• _Written instruction_: Output the records. Match them exactly.

### Records to use

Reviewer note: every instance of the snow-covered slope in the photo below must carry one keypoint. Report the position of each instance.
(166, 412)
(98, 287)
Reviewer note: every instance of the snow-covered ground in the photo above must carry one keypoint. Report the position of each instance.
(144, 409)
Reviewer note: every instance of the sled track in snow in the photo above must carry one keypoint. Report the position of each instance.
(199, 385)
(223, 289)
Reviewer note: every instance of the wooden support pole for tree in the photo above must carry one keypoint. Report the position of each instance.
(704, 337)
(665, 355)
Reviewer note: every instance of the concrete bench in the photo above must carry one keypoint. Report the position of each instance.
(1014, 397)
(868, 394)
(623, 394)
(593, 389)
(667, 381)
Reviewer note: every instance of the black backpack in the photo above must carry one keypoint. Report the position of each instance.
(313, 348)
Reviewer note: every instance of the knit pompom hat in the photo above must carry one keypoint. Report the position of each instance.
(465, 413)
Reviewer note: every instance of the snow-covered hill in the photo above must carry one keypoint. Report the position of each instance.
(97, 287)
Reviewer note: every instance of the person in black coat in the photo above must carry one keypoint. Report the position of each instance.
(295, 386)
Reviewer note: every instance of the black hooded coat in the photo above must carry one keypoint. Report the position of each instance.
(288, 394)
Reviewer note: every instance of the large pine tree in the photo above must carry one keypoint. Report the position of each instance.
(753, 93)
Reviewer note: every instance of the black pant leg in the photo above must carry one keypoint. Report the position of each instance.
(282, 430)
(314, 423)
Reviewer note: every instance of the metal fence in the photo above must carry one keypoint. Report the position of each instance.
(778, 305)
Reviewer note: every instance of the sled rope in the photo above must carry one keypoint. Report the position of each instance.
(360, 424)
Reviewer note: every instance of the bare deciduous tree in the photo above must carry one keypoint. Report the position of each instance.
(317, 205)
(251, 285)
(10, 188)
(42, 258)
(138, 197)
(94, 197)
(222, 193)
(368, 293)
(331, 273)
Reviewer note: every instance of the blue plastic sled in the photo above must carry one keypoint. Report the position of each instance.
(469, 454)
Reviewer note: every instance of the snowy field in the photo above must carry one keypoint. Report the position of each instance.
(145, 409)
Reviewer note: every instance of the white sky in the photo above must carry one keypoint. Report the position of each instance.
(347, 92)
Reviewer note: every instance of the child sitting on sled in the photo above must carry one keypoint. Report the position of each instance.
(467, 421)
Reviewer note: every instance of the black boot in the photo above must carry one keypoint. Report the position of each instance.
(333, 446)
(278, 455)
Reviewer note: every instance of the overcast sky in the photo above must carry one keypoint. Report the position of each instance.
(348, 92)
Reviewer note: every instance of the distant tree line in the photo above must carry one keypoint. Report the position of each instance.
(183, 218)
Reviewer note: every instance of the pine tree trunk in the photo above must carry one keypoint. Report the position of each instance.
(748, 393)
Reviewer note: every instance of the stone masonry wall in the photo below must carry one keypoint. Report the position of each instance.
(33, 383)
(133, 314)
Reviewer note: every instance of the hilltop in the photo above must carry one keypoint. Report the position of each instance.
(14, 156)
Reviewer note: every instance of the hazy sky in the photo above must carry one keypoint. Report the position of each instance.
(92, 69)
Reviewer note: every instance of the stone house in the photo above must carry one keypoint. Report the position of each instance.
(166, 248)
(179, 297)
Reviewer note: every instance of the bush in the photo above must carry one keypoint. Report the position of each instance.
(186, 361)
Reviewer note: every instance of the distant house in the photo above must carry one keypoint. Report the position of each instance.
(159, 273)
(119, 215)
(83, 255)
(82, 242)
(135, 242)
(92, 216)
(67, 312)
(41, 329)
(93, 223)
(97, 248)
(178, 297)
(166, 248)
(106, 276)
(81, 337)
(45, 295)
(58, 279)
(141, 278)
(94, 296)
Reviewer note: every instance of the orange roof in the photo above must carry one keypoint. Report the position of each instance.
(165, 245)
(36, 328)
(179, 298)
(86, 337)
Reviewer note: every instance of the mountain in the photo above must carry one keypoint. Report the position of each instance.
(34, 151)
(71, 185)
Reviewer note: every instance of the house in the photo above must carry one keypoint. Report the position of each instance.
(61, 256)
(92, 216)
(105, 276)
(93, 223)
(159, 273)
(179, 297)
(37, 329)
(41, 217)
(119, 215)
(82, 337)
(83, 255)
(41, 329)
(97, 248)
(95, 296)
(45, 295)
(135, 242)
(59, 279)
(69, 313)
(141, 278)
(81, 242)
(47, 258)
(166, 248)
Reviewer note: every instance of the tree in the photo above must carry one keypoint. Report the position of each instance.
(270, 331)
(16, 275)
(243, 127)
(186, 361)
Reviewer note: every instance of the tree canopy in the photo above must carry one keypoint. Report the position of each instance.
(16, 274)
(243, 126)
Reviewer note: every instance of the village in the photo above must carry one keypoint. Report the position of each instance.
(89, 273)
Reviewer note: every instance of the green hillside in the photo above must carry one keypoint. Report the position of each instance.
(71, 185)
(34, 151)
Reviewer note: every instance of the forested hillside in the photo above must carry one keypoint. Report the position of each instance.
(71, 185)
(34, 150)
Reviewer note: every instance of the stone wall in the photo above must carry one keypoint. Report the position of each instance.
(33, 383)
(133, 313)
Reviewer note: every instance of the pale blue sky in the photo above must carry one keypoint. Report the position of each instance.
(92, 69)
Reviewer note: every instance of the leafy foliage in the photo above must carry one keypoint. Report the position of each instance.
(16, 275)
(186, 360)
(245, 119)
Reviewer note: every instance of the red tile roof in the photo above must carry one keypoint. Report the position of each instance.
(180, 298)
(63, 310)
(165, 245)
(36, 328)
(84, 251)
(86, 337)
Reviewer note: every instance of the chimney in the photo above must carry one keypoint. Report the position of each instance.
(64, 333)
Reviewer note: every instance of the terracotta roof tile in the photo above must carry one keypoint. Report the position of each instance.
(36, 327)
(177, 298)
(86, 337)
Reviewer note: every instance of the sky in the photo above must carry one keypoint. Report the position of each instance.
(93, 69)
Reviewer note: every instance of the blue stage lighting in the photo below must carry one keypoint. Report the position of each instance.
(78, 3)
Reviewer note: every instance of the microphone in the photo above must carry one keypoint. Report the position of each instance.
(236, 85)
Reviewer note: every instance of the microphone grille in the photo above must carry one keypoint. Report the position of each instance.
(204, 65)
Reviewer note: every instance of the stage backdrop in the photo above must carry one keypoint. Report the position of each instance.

######

• _Correct response_:
Reviewer note: every instance of the snow-covered slope in the photo below must carry one keypoint. Report the position of each instance.
(166, 412)
(98, 287)
Reviewer note: every instance of the snow-covered ground in the photo above must carry one keypoint. Report the position of each instance.
(144, 409)
Reviewer note: every instance of the sled track in snow in the photo above must carry one keypoint. Report the position of each instance.
(199, 385)
(223, 289)
Reviewer note: every instance of the wooden support pole for tree in the photo above must carry one keypoint. Report the position of each instance.
(704, 337)
(665, 355)
Reviewer note: every instance of the concrete bench in the photo above must carry one keypoint. Report the position of each instance.
(1014, 397)
(868, 394)
(623, 394)
(593, 389)
(667, 381)
Reviewer note: every instance of the black backpack in the photo above must carry one keypoint. Report the position of each instance.
(313, 348)
Reviewer note: every instance of the knit pompom hat in the photo above must carry one keypoint. Report the position of each instance.
(465, 413)
Reviewer note: every instance of the snow-covered hill in the photo above must carry one keypoint. Report the position of each instance.
(97, 287)
Reviewer note: every instance of the person in black coat in the photo above must carry one keypoint. Report the position of each instance.
(295, 386)
Reviewer note: every instance of the black hooded coat in the photo above must carry one keypoint. Report the position of each instance.
(288, 394)
Reviewer note: every instance of the large pine tree in the photo above must carry one keypoint. Report the position of each instance.
(753, 93)
Reviewer note: every instance of the black pant leg in the photo above must carry one keypoint. Report the position of each instance.
(282, 430)
(314, 423)
Reviewer note: every instance of the metal fence in the photo above must carry one keypoint. Report the position of each instance.
(778, 305)
Reviewer note: every instance of the sled rope in the photo above must carry one keypoint. Report the position of each instance.
(360, 424)
Reviewer note: every instance of the bare deciduous tree in the photo above must carry one keypoint. Report the position of each instance.
(317, 205)
(251, 285)
(10, 188)
(42, 258)
(138, 197)
(94, 197)
(222, 193)
(368, 293)
(331, 273)
Reviewer note: every instance of the blue plastic sled in the photo above must carry one keypoint. Report the position of each instance.
(469, 454)
Reviewer note: every instance of the snowy field in the photo above must carry one keypoint. Report the position of each instance.
(145, 409)
Reviewer note: every instance of the white sky in the photo above must carry one keypoint. Report the position of each instance.
(347, 92)
Reviewer note: every instance of the child sitting on sled in the photo above must carry one keypoint. Report the position of each instance.
(467, 421)
Reviewer note: every instance of the black boot in the photo above must carry one keypoint. Report the position of each instance.
(333, 446)
(278, 455)
Reviewer note: every instance of the overcast sky in the photo above must carry one keypoint. Report the position of each instance.
(348, 92)
Reviewer note: every instance of the distant tree line in the photo above must carry one keypoint. Report the position of each instance.
(183, 218)
Reviewer note: every instance of the pine tree trunk in the photo above must carry one keypoint. Report the position of each instance.
(748, 393)
Reviewer note: every instance of the stone masonry wall in the photo below must carry one keypoint. Report the position of each instance.
(33, 383)
(133, 314)
Reviewer note: every instance of the hilltop in the photo above must carry one keypoint. Report the position of each instance.
(14, 156)
Reviewer note: every instance of the hazy sky in the photo above must carry one keypoint. Report the position of each instance.
(92, 69)
Reviewer note: every instance of the stone house in the photo above must carry one keypoint. Report the position of each instance.
(166, 248)
(179, 297)
Reviewer note: every instance of the bush in the photo above must carry one keypoint. Report the position of each instance.
(186, 361)
Reviewer note: every instance of the distant house in the photo above must carry one keypoint. Report the position of each instance.
(159, 273)
(119, 215)
(83, 255)
(82, 242)
(135, 242)
(92, 216)
(67, 312)
(41, 329)
(93, 223)
(97, 248)
(178, 297)
(166, 248)
(106, 276)
(81, 337)
(45, 295)
(58, 279)
(141, 278)
(94, 296)
Reviewer note: every instance of the orange roof in the photo above must carry one keypoint. Report the position of each instance.
(165, 245)
(36, 328)
(179, 298)
(86, 337)
Reviewer note: every instance of the mountain in the photo above must carry one keypoint. Report the position of each instance.
(34, 151)
(71, 185)
Reviewer note: every instance of the house in the photo above must carry one keypoint. Report the position of each instance.
(61, 256)
(92, 216)
(105, 276)
(93, 223)
(159, 273)
(179, 297)
(37, 329)
(41, 217)
(119, 215)
(82, 337)
(83, 255)
(41, 329)
(97, 248)
(95, 296)
(45, 295)
(135, 242)
(59, 279)
(69, 313)
(141, 278)
(81, 242)
(47, 258)
(166, 248)
Reviewer note: every instance of the tree in the photo above must carry one keypoint. Report the position of each instance.
(270, 331)
(16, 275)
(243, 127)
(186, 361)
Reviewer note: every instance of the tree canopy in the photo above must carry one keypoint. Report the position of each instance.
(16, 274)
(243, 126)
Reviewer note: every instance of the village in the photo above must carry one keypoint. Report the position of each instance.
(89, 273)
Reviewer note: every instance of the green hillside in the photo above must carry one keypoint. Report the position of each instance.
(71, 185)
(34, 151)
Reviewer note: every instance of the forested hillside in the photo above must carry one keypoint. Report the position of each instance.
(71, 185)
(34, 150)
Reviewer note: every instance of the stone wall in the photo above must carry one keypoint. Report the position of each instance.
(33, 383)
(133, 313)
Reviewer note: every instance of the pale blue sky in the photo above must carry one keypoint. Report the position of each instance.
(92, 69)
Reviewer note: every instance of the leafy foliage in the photo above must carry one keypoint. Report the position of each instance.
(16, 275)
(186, 360)
(245, 119)
Reviewer note: every instance of the red tile roof in the photo above must carry one keypoint. Report the position of each instance.
(180, 298)
(63, 310)
(165, 245)
(36, 328)
(84, 251)
(86, 337)
Reviewer note: every instance of the chimney in the photo above must carry one keypoint. Report the position of each instance.
(64, 333)
Reviewer note: every instance of the terracotta roof tile in the photo above must carry one keypoint. Report the position of each instance.
(36, 327)
(177, 298)
(86, 337)
Reviewer note: every instance of the sky in the photo above must carry one keypoint. Report the position of each instance.
(93, 69)
Reviewer note: every instance of the blue stage lighting in the photo below must carry one keypoint. Report the position of each instance.
(78, 3)
Reviewer note: every instance of the microphone in the photo above must carry one keypoint. Report the position of each instance.
(236, 85)
Reviewer note: every instance of the microphone grille in the photo above must carry one keypoint. Report the position of each instance.
(204, 65)
Reviewer note: every instance of the stage backdrop in the photo above must carry one keypoint. Report the position of each instance.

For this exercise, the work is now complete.